§ **PASSAGE**:
+-------+
How mechanisms of habitat preference evolve and promote divergence with gene flow

Habitat preference may promote adaptive divergence and speciation, yet the conditions under which this is likely are insufficiently explored. We use individual‐based simulations to study the evolution and consequence of habitat preference during divergence with gene flow, considering four different underlying genetically based behavioural mechanisms: natal habitat imprinting, phenotype‐dependent, competition‐dependent and direct genetic habitat preference. We find that the evolution of habitat preference generally requires initially high dispersal, is facilitated by asymmetry in population sizes between habitats, and is hindered by an increasing number of underlying genetic loci. Moreover, the probability of habitat preference to emerge and promote divergence differs greatly among the underlying mechanisms. Natal habitat imprinting evolves most easily and can allow full divergence in parameter ranges where no divergence is possible in the absence of habitat preference. The reason is that imprinting represents a one‐allele mechanism of assortative mating linking dispersal behaviour very effectively to local selection. At the other extreme, direct genetic habitat preference, a two‐allele mechanism, evolves under restricted conditions only, and even then facilitates divergence weakly. Overall, our results indicate that habitat preference can be a strong reproductive barrier promoting divergence with gene flow, but that this is highly contingent on the underlying preference mechanism.
+-------+
§ **WHAT TO DO**: Please mark each statement yes or no according to the abstract on habitat preference, and quote the words from the abstract that decide it. 1. The evolution of habitat preference is hindered as the number of underlying genetic loci grows. 2. Of the four mechanisms, direct genetic habitat preference evolves most easily. 3. The evolution of habitat preference generally requires initially low dispersal.

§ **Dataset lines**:
+-------+
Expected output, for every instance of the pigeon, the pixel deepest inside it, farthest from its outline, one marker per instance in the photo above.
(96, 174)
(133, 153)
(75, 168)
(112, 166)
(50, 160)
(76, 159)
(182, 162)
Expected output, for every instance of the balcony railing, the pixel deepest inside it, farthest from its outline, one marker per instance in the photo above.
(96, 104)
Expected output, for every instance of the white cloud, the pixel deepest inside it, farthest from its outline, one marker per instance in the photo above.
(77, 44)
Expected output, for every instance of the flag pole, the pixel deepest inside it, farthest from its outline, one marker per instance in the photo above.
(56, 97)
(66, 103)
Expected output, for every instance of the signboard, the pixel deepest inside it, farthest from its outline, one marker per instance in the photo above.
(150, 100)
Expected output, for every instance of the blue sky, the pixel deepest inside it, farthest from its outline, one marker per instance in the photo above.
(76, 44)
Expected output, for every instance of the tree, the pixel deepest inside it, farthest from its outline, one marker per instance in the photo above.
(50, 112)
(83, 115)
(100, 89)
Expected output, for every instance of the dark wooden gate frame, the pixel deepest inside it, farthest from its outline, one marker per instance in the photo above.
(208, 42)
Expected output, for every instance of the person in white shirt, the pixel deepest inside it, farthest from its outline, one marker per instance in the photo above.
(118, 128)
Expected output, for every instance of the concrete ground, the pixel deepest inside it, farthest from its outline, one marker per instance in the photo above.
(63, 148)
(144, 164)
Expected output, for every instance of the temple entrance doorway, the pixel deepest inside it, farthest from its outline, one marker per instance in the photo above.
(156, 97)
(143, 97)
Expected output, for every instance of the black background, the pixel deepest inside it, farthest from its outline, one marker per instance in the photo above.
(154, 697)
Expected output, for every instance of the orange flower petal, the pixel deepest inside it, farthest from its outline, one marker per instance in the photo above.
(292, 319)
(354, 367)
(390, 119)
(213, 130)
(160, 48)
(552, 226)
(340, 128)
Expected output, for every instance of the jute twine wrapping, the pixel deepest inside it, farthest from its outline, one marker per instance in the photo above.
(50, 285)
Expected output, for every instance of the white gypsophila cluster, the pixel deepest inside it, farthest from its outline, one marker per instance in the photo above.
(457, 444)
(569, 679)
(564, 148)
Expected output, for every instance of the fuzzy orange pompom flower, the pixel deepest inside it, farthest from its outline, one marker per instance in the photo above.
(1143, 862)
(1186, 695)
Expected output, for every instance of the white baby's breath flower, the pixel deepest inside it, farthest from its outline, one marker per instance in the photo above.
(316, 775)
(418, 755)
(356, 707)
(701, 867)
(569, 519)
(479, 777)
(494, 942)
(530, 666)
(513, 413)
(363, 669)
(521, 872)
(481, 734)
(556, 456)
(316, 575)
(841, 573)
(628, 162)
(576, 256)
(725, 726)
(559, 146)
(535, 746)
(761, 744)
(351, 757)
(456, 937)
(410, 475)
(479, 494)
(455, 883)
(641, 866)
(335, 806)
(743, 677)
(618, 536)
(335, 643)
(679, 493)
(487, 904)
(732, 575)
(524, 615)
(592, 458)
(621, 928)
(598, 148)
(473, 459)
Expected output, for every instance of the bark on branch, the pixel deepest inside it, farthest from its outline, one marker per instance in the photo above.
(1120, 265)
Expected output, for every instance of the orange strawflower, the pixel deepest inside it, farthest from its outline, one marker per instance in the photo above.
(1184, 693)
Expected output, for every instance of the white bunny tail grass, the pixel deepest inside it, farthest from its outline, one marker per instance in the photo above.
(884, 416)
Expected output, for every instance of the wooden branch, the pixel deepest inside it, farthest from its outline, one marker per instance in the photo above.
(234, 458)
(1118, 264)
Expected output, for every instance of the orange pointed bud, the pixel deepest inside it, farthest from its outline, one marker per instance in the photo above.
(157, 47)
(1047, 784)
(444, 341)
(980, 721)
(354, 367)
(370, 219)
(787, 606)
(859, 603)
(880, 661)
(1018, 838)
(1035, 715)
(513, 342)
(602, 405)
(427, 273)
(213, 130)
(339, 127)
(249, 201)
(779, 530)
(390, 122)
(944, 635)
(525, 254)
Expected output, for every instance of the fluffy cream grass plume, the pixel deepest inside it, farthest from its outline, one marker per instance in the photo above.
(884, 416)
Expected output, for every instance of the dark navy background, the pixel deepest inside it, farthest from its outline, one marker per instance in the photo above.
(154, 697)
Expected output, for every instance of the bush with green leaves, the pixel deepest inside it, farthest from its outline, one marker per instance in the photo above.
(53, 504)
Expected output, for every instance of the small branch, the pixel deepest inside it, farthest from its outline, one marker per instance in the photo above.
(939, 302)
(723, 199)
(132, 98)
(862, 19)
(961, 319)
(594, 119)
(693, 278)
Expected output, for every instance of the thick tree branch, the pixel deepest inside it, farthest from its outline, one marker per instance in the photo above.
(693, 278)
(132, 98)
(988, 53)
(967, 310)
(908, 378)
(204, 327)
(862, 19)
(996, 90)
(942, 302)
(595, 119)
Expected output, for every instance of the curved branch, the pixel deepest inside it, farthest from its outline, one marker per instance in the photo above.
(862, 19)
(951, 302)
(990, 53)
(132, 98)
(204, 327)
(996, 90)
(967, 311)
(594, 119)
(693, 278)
+-------+
§ **REPLY**:
1. Yes: "is hindered by an increasing number of underlying genetic loci"
2. No: "Natal habitat imprinting evolves most easily"
3. No: "generally requires initially high dispersal"